#### TASK MATERIAL ####

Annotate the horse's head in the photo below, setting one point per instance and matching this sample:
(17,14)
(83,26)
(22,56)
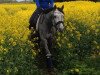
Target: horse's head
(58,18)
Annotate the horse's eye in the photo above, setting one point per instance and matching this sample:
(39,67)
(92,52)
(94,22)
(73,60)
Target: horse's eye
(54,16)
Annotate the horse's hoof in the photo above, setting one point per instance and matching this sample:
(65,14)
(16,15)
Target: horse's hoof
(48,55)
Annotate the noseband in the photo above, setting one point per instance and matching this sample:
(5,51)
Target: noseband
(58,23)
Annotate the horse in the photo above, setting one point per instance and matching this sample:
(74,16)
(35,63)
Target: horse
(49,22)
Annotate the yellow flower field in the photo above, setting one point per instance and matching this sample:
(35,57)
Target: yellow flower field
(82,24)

####
#### TASK MATERIAL ####

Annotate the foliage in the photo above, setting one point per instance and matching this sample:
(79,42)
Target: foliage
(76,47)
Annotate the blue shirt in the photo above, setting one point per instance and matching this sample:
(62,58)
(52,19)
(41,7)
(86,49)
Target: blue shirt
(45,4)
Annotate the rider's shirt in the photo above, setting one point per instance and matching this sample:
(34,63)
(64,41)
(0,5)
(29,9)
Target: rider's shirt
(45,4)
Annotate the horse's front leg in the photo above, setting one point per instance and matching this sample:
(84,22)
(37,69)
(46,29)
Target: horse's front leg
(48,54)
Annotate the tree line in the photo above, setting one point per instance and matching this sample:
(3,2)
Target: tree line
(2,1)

####
#### TASK MATERIAL ####

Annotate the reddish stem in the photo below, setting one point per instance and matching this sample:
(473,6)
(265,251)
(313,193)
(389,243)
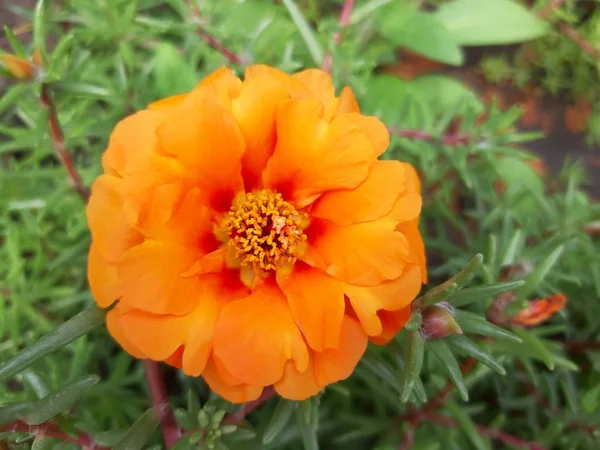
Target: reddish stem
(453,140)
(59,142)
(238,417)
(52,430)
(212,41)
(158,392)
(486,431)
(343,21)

####

**ACTION ITEM:** From the data above, copy each line that holds "below".

**SOLUTION FOR THIS EXERCISE:**
Annotate the horse's head in the photo below, setting one point per instance and matching this sample:
Annotate the reddish stem in the photo below, setting one point per instance and matching this sample:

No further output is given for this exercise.